Task requirements — Starting at the line containing "TARGET = striped awning" and continuing through the end of the lines, write out that part again, switching "indicate" to "mark" and leaving everything else unchanged.
### Data to process ###
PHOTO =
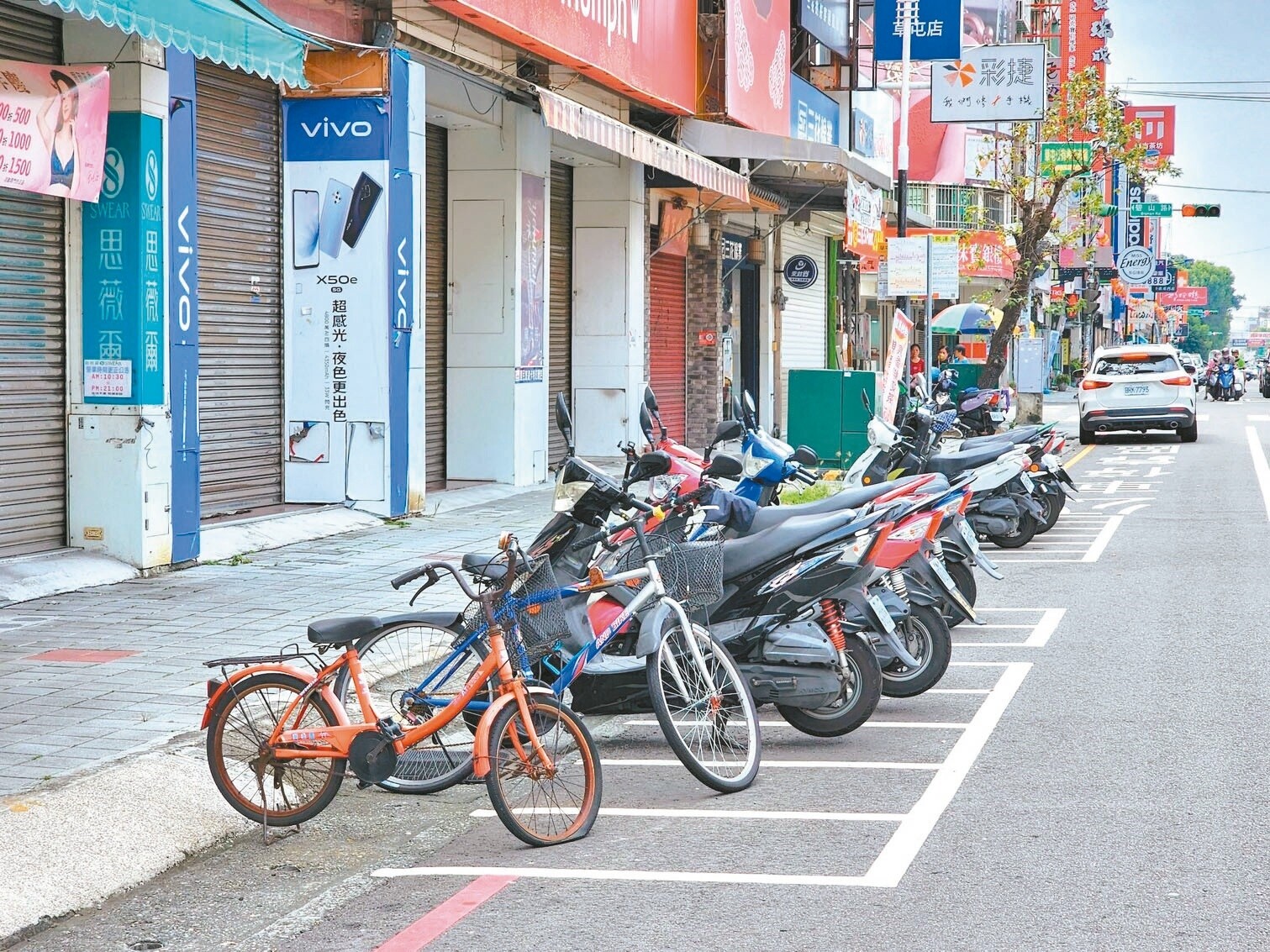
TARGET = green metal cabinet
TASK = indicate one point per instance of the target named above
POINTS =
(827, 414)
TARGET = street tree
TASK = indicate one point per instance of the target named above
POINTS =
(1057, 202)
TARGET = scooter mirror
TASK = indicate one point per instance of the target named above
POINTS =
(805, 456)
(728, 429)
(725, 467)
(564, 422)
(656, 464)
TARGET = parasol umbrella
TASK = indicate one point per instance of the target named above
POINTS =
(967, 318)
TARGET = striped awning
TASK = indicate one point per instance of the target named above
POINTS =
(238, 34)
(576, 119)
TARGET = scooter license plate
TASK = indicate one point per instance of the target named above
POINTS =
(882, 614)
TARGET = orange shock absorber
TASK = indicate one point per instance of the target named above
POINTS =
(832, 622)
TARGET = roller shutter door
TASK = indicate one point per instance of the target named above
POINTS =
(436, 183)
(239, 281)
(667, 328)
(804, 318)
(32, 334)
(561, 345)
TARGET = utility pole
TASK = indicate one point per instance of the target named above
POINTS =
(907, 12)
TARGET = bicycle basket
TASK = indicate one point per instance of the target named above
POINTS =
###
Exercise output —
TARGET = striped awning
TASK = mark one point per instance of the target named above
POINTS =
(238, 34)
(576, 119)
TARGET = scooter license plate
TASK = mark one point per instance of the target named above
POINTS =
(882, 614)
TARGET = orange shock absorber
TASK = mark one point per instance of the target named above
POINTS =
(832, 622)
TARGET = roller shutter door
TASK = mark one point per instance of the target named above
POINTS =
(436, 183)
(239, 281)
(667, 328)
(804, 318)
(32, 334)
(561, 345)
TARGET = utility pole
TASK = mark one point per instance of the target named above
POINTS =
(907, 12)
TARGET = bicycle basket
TASK = mark one point per instance of the target named above
POINTS =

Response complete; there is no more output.